She claims that she can't remember when she started to care about fashion but was already designing at the age of 12. At 15 she spent several weeks - as "the skivvy" - helping Christian Lacroix as he prepared his first couture show. She went on to study at Central Saint Martins where she spent most of her free time training with Savile Row tailor Edward Sexton. "Saint Martins was kind of fashiony and then I'd leave there and be in this basement in Savile Row with guys speaking cockney rhyming slang, smoking fags and drinking beer," she recalls.

After graduation, she considered going trek- king with a rucksack. "I'm half-American," she says, "so I've always had this image of when you finish college you go to Thailand and you take drugs off in the mountains and you shave your hair off." Instead, she kept her locks, borrowed some money from her parents and set up her own label out of a Notting Hill studio. "We were working in the garden and sunbathing doing the production," she remembers. "We were the brownest fashion people in the world."

STATED GOAL 1:
Using the passage about the designer, answer each question on its own line:
(a) At what age was she already designing?
(b) Whom did she help at 15, and what was he preparing?
(c) Where did she set up her own label?
STATED GOAL 2:
For each statement, say yes or no as to whether the passage about the designer supports it, and quote the words that decide it:
(a) She trained with Savile Row tailor Edward Sexton while studying at Central Saint Martins.
(b) After graduation she shaved her hair off.
(c) She started her label with money borrowed from her parents.

STORED DATA:
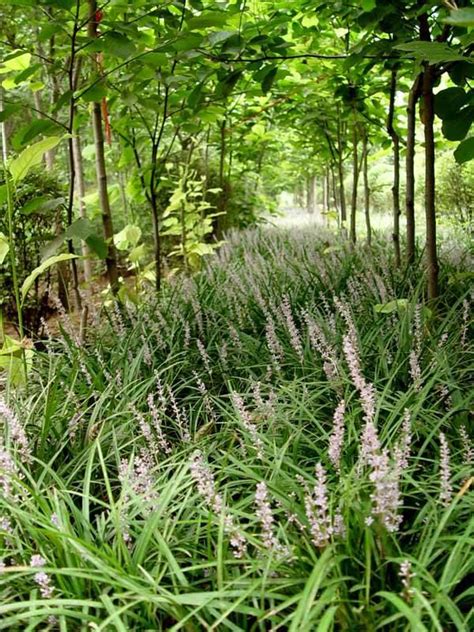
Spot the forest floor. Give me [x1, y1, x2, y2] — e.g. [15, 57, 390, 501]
[0, 226, 474, 632]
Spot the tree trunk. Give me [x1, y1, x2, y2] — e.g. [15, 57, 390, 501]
[215, 118, 227, 239]
[331, 167, 341, 217]
[387, 68, 401, 268]
[72, 132, 92, 282]
[350, 115, 359, 244]
[405, 73, 422, 265]
[0, 86, 8, 164]
[306, 175, 316, 215]
[423, 63, 439, 301]
[337, 113, 347, 231]
[362, 131, 372, 246]
[88, 0, 118, 294]
[323, 165, 329, 213]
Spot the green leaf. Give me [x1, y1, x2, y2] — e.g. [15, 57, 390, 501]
[207, 31, 238, 46]
[92, 31, 137, 59]
[21, 253, 77, 302]
[0, 103, 21, 123]
[64, 217, 95, 241]
[19, 195, 65, 215]
[114, 224, 142, 250]
[434, 87, 469, 119]
[80, 81, 107, 103]
[442, 115, 472, 140]
[262, 66, 278, 94]
[187, 11, 228, 31]
[9, 136, 61, 182]
[444, 8, 474, 28]
[0, 233, 10, 264]
[173, 33, 203, 52]
[374, 298, 408, 314]
[376, 591, 428, 632]
[395, 41, 469, 64]
[454, 136, 474, 165]
[3, 51, 31, 72]
[217, 70, 242, 97]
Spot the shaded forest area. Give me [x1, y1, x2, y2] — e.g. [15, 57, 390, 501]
[0, 0, 474, 632]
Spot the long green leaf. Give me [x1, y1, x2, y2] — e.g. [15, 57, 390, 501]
[10, 136, 61, 183]
[21, 253, 77, 301]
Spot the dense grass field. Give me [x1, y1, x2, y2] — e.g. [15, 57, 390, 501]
[0, 228, 474, 632]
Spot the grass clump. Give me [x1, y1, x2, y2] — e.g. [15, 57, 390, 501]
[0, 230, 474, 631]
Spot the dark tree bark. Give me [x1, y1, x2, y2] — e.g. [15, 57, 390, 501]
[423, 63, 439, 301]
[337, 108, 347, 230]
[387, 68, 401, 268]
[306, 175, 316, 215]
[323, 165, 330, 213]
[405, 73, 423, 265]
[350, 118, 359, 244]
[362, 130, 372, 246]
[72, 130, 92, 281]
[88, 0, 119, 294]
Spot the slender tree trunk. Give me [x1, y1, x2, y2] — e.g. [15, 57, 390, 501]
[72, 132, 92, 281]
[423, 64, 439, 301]
[88, 0, 119, 294]
[362, 130, 372, 246]
[405, 73, 423, 265]
[0, 86, 8, 164]
[350, 114, 359, 244]
[387, 68, 401, 268]
[323, 165, 329, 213]
[306, 175, 316, 215]
[337, 118, 347, 231]
[331, 167, 341, 217]
[215, 118, 227, 239]
[117, 169, 130, 224]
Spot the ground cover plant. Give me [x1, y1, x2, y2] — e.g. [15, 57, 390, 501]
[0, 0, 474, 632]
[0, 228, 474, 631]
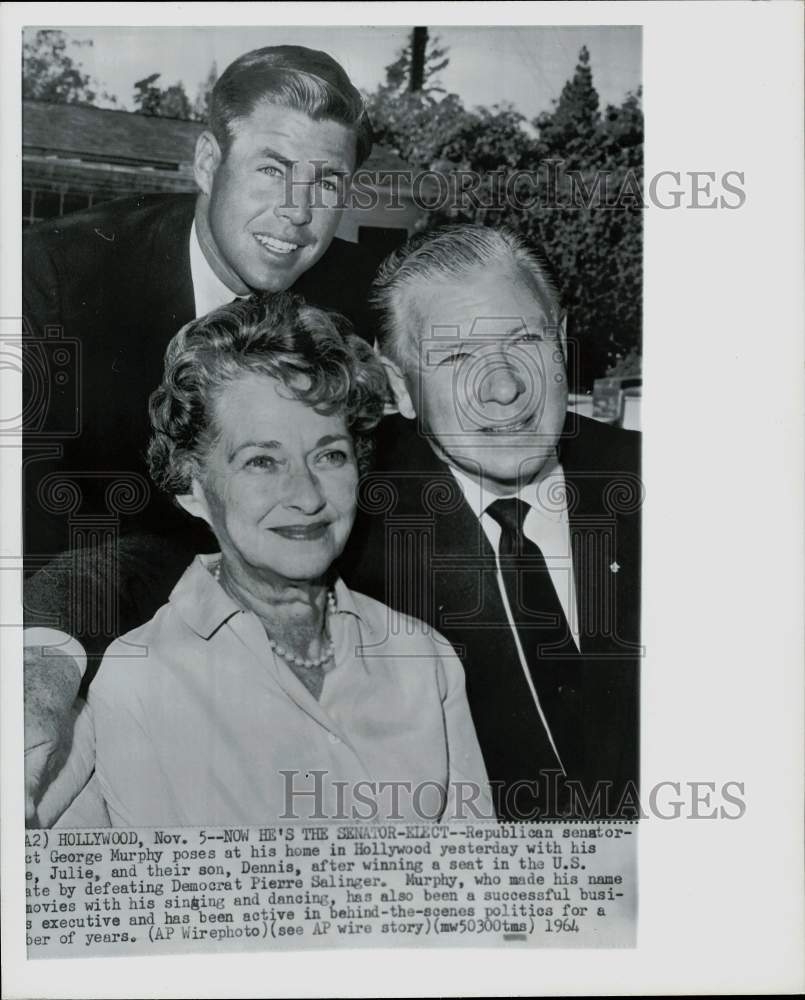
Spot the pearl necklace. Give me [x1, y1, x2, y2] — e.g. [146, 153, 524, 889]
[212, 560, 336, 670]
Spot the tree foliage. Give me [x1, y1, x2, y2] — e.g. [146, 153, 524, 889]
[22, 28, 116, 104]
[368, 40, 643, 389]
[134, 73, 196, 119]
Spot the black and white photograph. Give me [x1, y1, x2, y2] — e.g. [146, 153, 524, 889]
[0, 4, 802, 996]
[23, 27, 643, 827]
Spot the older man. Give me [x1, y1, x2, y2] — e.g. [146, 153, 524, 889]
[23, 46, 377, 828]
[345, 226, 642, 819]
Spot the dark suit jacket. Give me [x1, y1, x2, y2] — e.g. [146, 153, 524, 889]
[341, 416, 642, 819]
[23, 195, 378, 570]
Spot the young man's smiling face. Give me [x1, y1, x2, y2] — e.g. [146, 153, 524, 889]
[394, 262, 567, 493]
[195, 102, 356, 295]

FULL RESPONSE 1:
(a) 12
(b) Christian Lacroix, as he prepared his first couture show
(c) In a Notting Hill studio

FULL RESPONSE 2:
(a) Yes: "She went on to study at Central Saint Martins where she spent most of her free time training with Savile Row tailor Edward Sexton."
(b) No: "Instead, she kept her locks"
(c) Yes: "borrowed some money from her parents and set up her own label out of a Notting Hill studio"